──────── Estratto scelto

C'eravamo appena abituati
alla par condicio, adesso si sono
inventati la pianobar-condicio.
Tarantella di maggioranza e tarantella
d'opposizione. Al Festival
di Sanremo occorre ascoltare
entrambe le campane: possibilmente
intonate.
Per ore abbiamo visceralmente
sperato che una qualche mente
geniale della Tv di Stato si alzasse e dicesse:
ci siete cascati come pere,
è tutto uno scherzo, ma
vi pare che adesso imbavagliamo Apicella, co-autore
di Agelusia con il presidente del Consiglio?
E invece no. Mariano il cantore berlusconiano
come Bin Laden: un caso di
sicurezza nazionale.
A leggere la notizia ancora ci trema la
penna dalle risate. Sul palco di Domenica
In-Speciale Sanremo il paroliere del
premier non canterà, e la conduttrice
Monica Setta spiega contrita come mai
si sono rimangiati l'invito: «Abbiamo detto
di no per una questione di par condicio,
per evitare strumentalizzazioni politiche...
abbiamo cercato un cantautore
d'opposizione, ma nessuno ha risposto
all'appello». Giusto: il contraddittorio innanzitutto.

────────────────
──────── Materiali dell'esercizio

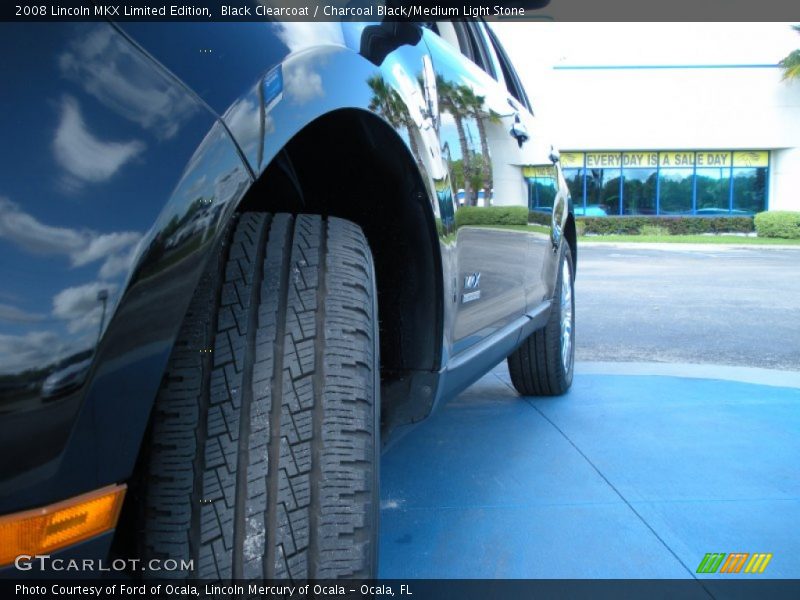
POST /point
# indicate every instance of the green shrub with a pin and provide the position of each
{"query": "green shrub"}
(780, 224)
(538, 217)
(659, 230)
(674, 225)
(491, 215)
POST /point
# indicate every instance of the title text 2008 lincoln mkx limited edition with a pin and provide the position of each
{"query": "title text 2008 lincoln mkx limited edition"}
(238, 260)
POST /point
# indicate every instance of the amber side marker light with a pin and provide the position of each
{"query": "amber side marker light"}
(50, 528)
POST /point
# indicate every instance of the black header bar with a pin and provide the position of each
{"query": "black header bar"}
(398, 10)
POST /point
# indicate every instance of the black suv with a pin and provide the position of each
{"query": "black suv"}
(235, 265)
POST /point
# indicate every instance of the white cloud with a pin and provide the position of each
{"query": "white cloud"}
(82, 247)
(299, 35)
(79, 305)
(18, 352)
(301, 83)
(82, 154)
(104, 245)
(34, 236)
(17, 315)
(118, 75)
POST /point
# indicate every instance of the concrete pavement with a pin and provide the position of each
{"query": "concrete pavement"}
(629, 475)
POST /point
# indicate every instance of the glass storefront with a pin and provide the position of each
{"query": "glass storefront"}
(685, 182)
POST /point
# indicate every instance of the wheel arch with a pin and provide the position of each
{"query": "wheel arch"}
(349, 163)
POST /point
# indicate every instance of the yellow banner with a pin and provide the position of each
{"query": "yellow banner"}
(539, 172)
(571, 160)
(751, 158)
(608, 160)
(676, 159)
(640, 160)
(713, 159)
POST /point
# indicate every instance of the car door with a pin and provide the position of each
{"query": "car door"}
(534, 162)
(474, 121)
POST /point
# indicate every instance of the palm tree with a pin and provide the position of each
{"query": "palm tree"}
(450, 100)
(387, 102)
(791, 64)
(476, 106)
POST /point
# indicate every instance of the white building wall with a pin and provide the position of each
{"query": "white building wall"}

────────────────

- _Compiti da svolgere_
**1.** Riproduci senza alcuna modifica la parte dell'estratto scelto che comincia con le parole "A leggere la" e si ferma dopo "evitare strumentalizzazioni politiche...".
**2.** Seleziona ogni riga delle voci in cui compare la stringa "cloud", tenendo conto di maiuscole e minuscole.
L'estratto scelto e le voci costituiscono materiali distinti.

- _Soluzioni_
**1.**
A leggere la notizia ancora ci trema la
penna dalle risate. Sul palco di Domenica
In-Speciale Sanremo il paroliere del
premier non canterà, e la conduttrice
Monica Setta spiega contrita come mai
si sono rimangiati l'invito: «Abbiamo detto
di no per una questione di par condicio,
per evitare strumentalizzazioni politiche...

**2.**
# indicate every instance of the white cloud with a pin and provide the position of each
{"query": "white cloud"}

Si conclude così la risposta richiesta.